*What to work on*.
- A) Decide whether each statement below agrees with the calculus lesson. Answer yes or no for each, and quote the words of the lesson that decide it.
(i) The lesson says the course is in week 10.
(ii) The lesson says that plugging x = 100 into the derivative gives 100.
(iii) The lesson lists Linear algebra among the upcoming courses where optimization will come up.
- B) Answer these questions from the calculus lesson:
(i) Which function does the lesson use as its example when explaining a derivative?
(ii) In supervised learning, what does one always determine, according to the lesson?
(iii) What does the lesson name as the tool for approximating part of a function?
- C) Write out the stretch of the calculus lesson from "Derivative of a function f" through "increases or decreases.".

*Passage*.
--- START ---

Introduction to Calculus | Ludek Cizinsky

👋 About the lesson

What is optimization about

It is week 10, and we are transferring from Linear algebra to the optimization part of the course. The real question is what are we going to optimize? 🤔 Broadly speaking, each problem at hand can be described by some function f which gives some output based on its input. If I were to say this more formally, I would say it is a mapping from some subspace \(R^n\) to some subspace \(R^m\). Understand mapping as some kind of computation. For instance, based on age and number of times person runs a week, you could compute expected marathon time.

Where am I going to use it

You will encounter optimization in the many upcoming courses, for instance:

Applied Statistics - computing what is the probability of give certain set of events for given random variable
Machine learning - in supervised learning, you always determine a cost function L which you are trying to optimize such that you find its most optimal parameters, that minize the cost

In this lesson

In this lesson, we will focus on the following:

what is a derivative of a function: formal definition as well as understanding the intuition behind
what is an integral of the function
important rules on how to integrate and differentiate
analysing behaviour of the given function
how to approximate part of the function using Taylor polynomials

📓 Notes

What is a derivative of a function

Derivative of a function f is another function denoted as f' which tells you how given function f behaves for given input. For instance, consider \(f(x) = x^2\) and its corresponding derivative \(f'(x) = 2x\). Let’s say I am interested in the behaviour of f at the point -2. The f' gives me -4, how to interpret this? First, look at sign, we can tell that f is decreasing based on the sign. How about the value itself? Well, this just tells you how fast the function is decreasing.

Similarly, if we plug in x = 2, we obtain 4. This actually makes sense since the function f is symmetrical. If we try to plug in, x = 100, we get 200, which actually also makes sense since the further you ‘go’ left or right, the faster the f increases or decreases.

--- END ---

*Dataset rows*.

--- START ---

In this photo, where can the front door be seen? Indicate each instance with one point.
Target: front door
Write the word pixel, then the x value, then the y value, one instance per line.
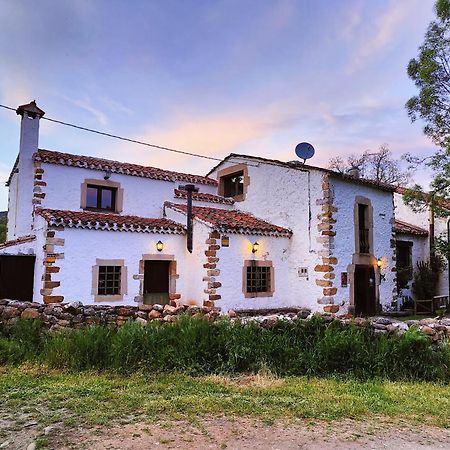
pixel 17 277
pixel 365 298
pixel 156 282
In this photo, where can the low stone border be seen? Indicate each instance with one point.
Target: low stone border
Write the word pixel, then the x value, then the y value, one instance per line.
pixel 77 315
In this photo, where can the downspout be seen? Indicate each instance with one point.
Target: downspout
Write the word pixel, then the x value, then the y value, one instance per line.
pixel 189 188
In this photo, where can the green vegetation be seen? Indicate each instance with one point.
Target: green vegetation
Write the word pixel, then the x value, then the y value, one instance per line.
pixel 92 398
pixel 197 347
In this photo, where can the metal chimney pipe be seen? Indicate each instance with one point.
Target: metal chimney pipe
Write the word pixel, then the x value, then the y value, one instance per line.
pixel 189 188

--- END ---
--- START ---

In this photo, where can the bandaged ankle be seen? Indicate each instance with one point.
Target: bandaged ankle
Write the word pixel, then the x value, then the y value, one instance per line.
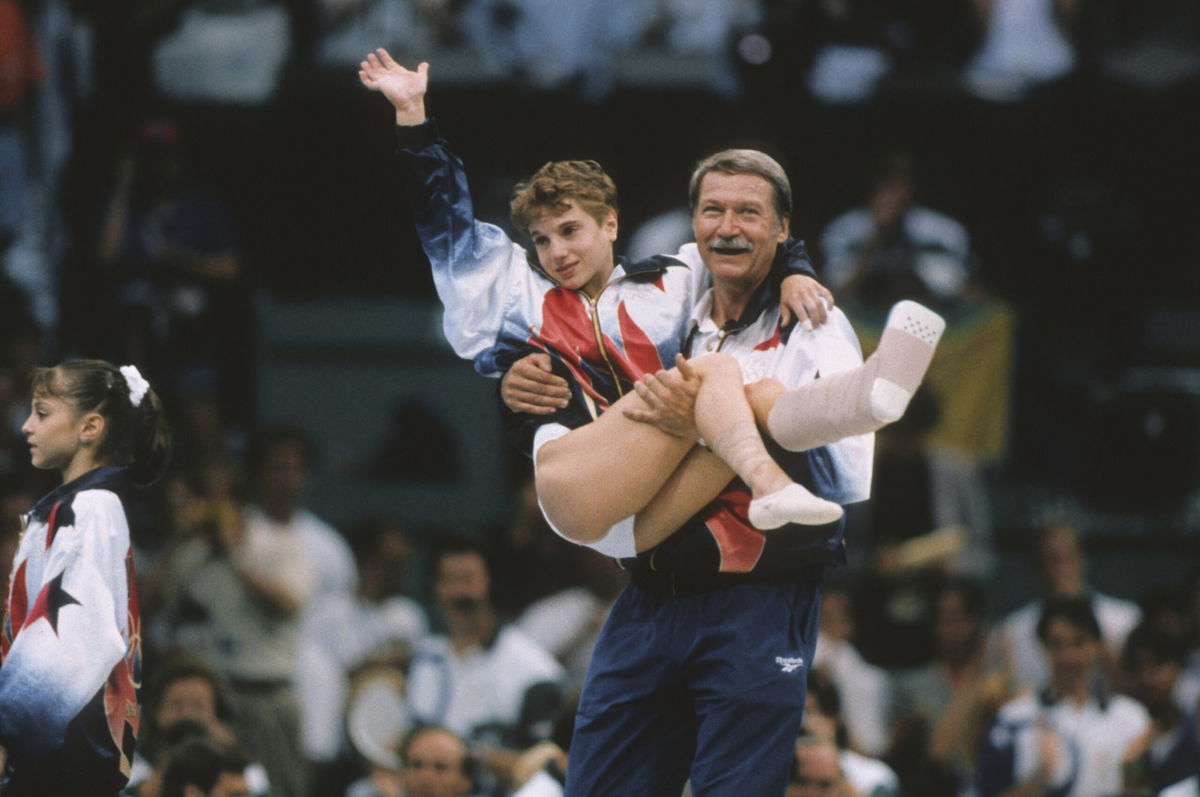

--- END ---
--- START ---

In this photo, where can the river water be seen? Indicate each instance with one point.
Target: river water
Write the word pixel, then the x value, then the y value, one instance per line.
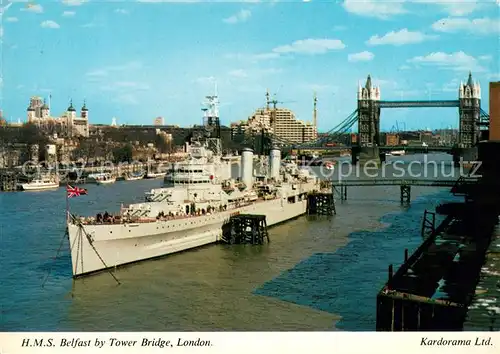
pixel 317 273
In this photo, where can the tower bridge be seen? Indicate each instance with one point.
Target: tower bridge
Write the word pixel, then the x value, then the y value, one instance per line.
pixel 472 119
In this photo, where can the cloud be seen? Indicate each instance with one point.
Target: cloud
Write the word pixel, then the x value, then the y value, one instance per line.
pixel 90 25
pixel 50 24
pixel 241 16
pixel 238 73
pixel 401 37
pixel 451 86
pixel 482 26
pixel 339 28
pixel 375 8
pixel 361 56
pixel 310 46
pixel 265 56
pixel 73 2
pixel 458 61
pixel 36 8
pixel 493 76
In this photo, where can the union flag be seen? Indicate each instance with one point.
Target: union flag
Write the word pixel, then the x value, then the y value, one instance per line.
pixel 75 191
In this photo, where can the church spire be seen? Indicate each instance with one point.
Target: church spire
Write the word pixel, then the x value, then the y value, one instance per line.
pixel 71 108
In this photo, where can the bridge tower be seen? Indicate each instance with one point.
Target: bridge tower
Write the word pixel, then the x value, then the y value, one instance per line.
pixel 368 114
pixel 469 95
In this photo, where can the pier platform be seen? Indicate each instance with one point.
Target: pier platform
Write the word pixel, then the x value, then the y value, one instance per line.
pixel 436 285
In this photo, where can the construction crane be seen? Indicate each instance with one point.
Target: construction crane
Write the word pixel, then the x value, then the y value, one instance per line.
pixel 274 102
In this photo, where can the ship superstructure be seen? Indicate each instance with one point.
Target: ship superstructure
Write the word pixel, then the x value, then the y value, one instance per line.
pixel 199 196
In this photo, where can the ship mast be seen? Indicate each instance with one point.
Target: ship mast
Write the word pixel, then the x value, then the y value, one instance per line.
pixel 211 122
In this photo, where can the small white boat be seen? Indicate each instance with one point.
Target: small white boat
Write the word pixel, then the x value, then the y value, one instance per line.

--- END ---

*Solutions by task*.
- A)
(i) Yes: "It is week 10"
(ii) No: "If we try to plug in, x = 100, we get 200"
(iii) No: "we are transferring from Linear algebra to the optimization part of the course"

- B)
(i) f(x) = x^2
(ii) A cost function L
(iii) Taylor polynomials

- C)
Derivative of a function f is another function denoted as f' which tells you how given function f behaves for given input. For instance, consider \(f(x) = x^2\) and its corresponding derivative \(f'(x) = 2x\). Let’s say I am interested in the behaviour of f at the point -2. The f' gives me -4, how to interpret this? First, look at sign, we can tell that f is decreasing based on the sign. How about the value itself? Well, this just tells you how fast the function is decreasing.

Similarly, if we plug in x = 2, we obtain 4. This actually makes sense since the function f is symmetrical. If we try to plug in, x = 100, we get 200, which actually also makes sense since the further you ‘go’ left or right, the faster the f increases or decreases.